→ **Excerpted records**:
-- -- --

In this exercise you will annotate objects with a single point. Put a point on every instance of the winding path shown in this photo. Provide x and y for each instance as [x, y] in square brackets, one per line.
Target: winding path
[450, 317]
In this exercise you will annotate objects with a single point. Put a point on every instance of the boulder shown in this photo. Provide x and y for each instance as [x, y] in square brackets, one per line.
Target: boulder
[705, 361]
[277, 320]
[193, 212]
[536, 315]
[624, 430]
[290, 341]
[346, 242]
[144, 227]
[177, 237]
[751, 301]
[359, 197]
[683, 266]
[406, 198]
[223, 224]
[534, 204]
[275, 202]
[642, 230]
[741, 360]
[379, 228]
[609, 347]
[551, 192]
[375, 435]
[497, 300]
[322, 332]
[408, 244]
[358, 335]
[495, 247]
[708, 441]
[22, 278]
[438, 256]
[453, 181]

-- -- --

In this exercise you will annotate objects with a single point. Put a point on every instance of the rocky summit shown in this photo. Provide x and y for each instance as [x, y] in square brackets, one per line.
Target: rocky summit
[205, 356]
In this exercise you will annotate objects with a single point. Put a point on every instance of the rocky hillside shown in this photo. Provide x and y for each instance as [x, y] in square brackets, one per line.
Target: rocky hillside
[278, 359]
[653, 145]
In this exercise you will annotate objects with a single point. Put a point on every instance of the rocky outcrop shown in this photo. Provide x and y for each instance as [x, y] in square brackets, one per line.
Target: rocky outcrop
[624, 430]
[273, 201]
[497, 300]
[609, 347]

-- -- --

→ **What you will do**: Pull out each line of the material above that contains the word "winding", and copy those lines unchanged.

→ **Response below**:
In this exercise you will annotate objects with a single point. Put a point on every instance of the winding path shown in this photo. Provide x and y for each instance as [x, y] in square brackets, one per line.
Target: winding path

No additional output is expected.